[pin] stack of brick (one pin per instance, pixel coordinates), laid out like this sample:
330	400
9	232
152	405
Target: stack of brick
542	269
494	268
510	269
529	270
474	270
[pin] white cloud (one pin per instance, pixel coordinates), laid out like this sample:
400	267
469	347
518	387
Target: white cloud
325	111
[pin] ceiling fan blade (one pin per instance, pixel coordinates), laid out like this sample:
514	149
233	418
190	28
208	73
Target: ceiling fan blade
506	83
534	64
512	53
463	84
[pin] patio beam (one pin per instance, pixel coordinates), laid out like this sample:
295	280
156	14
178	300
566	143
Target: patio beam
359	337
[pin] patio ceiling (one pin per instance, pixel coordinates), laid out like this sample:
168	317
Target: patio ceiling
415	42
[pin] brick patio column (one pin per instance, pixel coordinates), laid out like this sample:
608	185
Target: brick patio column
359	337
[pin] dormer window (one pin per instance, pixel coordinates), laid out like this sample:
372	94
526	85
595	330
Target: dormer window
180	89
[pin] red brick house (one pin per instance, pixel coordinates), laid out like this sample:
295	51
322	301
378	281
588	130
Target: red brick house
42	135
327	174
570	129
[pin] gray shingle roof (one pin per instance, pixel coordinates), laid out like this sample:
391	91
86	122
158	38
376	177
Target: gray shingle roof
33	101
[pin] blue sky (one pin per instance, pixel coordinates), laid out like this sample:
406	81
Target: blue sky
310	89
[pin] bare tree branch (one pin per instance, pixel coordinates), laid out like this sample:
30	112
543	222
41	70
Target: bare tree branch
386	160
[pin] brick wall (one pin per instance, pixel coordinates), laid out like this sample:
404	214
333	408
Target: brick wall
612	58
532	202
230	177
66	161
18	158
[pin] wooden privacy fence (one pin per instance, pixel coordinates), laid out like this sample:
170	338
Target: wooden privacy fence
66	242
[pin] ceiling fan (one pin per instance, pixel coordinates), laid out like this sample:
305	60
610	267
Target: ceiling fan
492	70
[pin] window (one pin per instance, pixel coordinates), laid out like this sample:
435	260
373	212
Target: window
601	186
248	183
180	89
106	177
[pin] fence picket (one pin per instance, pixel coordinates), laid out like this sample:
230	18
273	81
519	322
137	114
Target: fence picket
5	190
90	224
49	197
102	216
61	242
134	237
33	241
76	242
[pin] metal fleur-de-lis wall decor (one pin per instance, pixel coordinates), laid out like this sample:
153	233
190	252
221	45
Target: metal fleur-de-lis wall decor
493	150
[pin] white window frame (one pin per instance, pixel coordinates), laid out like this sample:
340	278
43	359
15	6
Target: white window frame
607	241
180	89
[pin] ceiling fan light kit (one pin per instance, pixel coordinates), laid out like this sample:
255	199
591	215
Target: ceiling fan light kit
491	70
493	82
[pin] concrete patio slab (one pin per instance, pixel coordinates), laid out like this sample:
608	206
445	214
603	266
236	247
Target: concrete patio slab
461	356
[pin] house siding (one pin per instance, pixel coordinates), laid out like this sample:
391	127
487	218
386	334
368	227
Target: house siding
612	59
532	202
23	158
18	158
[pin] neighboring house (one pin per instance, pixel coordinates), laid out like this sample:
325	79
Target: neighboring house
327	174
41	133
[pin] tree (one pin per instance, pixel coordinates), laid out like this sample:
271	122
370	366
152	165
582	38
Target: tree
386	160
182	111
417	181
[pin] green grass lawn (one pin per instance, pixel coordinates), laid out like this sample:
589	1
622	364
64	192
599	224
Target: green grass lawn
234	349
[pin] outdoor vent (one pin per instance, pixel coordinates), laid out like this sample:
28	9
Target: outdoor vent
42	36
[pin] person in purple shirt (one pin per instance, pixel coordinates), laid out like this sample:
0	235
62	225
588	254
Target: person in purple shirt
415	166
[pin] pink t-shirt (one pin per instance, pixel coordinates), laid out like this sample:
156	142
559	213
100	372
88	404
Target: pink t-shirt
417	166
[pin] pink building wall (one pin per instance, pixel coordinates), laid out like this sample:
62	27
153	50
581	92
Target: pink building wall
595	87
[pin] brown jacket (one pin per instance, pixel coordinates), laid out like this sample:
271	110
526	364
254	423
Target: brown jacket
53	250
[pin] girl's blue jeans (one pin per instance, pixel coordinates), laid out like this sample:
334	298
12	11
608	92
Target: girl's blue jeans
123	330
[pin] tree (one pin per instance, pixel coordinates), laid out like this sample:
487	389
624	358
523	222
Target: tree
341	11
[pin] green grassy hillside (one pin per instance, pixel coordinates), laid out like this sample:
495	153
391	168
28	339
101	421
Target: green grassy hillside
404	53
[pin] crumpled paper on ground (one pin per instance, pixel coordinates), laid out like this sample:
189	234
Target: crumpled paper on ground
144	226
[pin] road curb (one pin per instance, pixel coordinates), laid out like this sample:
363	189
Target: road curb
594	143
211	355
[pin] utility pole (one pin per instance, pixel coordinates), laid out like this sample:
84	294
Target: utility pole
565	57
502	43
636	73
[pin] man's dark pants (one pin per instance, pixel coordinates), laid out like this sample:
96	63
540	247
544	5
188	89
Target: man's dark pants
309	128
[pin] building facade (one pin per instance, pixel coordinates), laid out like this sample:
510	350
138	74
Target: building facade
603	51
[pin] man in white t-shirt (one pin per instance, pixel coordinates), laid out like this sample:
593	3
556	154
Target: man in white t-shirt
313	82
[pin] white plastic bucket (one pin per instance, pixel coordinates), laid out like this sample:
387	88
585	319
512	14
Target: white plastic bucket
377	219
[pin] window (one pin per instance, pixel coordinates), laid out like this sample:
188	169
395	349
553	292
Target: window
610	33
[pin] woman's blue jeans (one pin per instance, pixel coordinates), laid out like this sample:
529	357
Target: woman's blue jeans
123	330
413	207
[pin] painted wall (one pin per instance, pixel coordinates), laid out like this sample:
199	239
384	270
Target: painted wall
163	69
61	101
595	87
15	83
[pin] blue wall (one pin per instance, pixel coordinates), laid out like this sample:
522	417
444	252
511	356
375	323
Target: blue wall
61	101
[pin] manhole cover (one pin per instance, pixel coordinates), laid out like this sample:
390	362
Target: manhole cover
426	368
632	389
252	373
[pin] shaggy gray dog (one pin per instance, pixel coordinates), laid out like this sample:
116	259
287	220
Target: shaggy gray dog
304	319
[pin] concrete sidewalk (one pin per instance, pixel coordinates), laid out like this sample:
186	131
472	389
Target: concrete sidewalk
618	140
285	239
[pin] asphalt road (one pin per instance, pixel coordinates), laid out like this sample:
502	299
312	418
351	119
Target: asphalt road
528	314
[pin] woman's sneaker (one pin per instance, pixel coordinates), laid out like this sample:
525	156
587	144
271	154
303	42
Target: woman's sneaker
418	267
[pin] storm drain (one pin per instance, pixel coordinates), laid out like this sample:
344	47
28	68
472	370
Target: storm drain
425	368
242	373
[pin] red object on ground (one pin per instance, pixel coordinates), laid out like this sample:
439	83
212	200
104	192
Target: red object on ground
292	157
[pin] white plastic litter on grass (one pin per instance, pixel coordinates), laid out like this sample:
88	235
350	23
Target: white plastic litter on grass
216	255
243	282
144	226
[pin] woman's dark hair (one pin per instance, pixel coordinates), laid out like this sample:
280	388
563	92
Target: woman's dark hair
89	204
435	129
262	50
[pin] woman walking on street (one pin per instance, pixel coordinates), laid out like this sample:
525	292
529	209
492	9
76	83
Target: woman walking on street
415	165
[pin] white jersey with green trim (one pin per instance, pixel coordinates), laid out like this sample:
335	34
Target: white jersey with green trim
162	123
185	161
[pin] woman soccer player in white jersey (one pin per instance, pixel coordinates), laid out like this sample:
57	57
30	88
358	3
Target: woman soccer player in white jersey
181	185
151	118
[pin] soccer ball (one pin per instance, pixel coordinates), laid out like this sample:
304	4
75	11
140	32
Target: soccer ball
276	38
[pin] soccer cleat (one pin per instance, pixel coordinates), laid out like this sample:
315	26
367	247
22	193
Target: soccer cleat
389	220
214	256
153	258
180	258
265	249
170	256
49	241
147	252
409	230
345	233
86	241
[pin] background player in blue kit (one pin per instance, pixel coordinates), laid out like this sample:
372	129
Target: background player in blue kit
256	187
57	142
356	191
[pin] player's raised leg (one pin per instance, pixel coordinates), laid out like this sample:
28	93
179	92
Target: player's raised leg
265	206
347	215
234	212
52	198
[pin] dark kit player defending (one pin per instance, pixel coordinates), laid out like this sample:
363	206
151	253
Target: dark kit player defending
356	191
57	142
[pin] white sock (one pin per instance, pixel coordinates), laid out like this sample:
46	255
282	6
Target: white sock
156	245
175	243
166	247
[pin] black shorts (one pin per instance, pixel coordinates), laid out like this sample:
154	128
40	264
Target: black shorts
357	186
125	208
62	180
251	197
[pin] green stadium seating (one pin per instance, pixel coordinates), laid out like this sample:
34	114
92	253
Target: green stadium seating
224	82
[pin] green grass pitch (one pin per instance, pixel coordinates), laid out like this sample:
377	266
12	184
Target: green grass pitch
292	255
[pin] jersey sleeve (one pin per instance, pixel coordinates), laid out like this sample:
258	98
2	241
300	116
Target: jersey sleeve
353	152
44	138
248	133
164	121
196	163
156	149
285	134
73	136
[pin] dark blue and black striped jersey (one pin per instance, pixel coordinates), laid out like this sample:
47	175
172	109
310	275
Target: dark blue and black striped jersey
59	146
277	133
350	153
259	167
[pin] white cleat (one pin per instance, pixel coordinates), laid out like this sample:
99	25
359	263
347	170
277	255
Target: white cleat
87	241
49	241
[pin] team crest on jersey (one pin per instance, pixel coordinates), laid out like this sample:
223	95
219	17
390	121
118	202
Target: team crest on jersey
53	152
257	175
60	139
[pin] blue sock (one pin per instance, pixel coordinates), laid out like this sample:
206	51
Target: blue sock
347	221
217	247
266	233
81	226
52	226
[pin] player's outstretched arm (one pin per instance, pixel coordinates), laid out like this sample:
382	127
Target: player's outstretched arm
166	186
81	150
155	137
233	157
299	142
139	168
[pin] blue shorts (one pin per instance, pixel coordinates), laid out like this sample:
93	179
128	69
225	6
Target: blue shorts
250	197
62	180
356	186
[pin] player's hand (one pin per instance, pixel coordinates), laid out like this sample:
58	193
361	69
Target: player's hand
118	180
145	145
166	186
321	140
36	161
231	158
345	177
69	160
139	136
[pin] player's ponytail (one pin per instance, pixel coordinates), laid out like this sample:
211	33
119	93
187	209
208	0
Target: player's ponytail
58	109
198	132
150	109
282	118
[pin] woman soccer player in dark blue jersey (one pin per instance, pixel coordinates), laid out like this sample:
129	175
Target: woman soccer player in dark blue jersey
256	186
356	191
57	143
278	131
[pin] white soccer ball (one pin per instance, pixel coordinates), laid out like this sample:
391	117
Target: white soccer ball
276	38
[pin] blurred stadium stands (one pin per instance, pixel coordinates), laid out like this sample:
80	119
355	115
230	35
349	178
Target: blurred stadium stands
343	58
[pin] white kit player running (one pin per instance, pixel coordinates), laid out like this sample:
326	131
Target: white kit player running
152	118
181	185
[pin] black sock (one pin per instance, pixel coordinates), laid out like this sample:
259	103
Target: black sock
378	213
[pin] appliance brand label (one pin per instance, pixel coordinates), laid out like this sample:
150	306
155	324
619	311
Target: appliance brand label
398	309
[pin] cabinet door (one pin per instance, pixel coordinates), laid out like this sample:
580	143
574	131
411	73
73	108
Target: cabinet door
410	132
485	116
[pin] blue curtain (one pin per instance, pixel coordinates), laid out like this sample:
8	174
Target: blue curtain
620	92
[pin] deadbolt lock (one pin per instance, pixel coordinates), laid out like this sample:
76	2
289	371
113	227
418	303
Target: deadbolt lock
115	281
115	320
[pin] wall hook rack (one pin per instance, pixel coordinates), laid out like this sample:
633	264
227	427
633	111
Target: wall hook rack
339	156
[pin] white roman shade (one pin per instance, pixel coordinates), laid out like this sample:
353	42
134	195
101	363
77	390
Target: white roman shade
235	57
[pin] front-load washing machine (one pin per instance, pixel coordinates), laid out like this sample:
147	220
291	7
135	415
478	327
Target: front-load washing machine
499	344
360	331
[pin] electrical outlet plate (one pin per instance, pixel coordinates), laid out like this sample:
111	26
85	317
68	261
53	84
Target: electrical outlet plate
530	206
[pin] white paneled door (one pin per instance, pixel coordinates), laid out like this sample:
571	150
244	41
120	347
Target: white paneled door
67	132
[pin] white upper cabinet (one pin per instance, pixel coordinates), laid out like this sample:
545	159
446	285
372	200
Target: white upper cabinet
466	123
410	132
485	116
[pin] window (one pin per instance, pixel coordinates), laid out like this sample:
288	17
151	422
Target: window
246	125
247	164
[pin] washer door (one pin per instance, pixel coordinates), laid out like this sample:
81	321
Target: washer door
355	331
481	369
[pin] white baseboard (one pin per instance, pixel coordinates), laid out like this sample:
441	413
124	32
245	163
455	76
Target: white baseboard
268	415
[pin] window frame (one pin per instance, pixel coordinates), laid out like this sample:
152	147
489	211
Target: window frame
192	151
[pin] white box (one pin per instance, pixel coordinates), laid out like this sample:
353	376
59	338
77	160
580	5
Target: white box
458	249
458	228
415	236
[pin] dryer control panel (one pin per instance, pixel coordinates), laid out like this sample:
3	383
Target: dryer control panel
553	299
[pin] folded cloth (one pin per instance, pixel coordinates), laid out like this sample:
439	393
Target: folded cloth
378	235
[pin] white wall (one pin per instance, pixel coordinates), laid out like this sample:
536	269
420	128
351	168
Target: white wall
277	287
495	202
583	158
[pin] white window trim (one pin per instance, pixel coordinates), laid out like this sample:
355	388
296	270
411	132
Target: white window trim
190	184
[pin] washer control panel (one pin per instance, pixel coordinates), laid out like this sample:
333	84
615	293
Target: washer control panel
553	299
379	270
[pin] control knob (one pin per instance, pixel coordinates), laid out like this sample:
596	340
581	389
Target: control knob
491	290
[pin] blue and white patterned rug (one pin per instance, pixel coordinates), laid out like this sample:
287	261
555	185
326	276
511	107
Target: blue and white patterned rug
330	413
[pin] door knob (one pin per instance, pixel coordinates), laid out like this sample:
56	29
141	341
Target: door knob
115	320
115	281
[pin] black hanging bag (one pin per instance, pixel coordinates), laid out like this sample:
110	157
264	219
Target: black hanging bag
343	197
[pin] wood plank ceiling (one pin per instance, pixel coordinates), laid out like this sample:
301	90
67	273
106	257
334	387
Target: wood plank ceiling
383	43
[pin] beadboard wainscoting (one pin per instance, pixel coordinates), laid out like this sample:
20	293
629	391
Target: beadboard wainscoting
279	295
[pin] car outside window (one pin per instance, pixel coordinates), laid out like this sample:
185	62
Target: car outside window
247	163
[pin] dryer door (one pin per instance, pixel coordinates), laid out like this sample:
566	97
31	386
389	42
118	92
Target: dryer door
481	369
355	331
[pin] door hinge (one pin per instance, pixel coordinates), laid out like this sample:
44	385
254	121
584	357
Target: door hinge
=====
Please extract exactly, and only, the lines from the line containing "[pin] door knob" through the last line of the records.

[pin] door knob (one pin per instance, pixel coordinates), laid out like this sample:
56	29
141	341
Target: door knob
115	320
115	281
[pin] black hanging bag (one pin per instance, pixel coordinates), laid out like this sample:
110	157
264	219
Target: black hanging bag
343	197
[pin] wood plank ceiling (one pin per instance, pixel coordinates), laid out like this sample:
301	90
67	273
106	257
334	387
Target: wood plank ceiling
383	43
[pin] beadboard wainscoting (one pin per instance, pixel coordinates), laid out like this sample:
20	293
629	391
Target: beadboard wainscoting
279	295
[pin] car outside window (one pin per instance, pixel coordinates), laid out like this sample:
185	62
Target: car outside window
247	163
[pin] dryer door (one pin per instance, pixel coordinates), laid out like this sample:
566	97
31	386
389	42
118	92
Target: dryer door
481	369
355	331
[pin] door hinge (one pin per instance, pixel coordinates), laid out like this sample:
44	385
254	121
584	357
Target: door hinge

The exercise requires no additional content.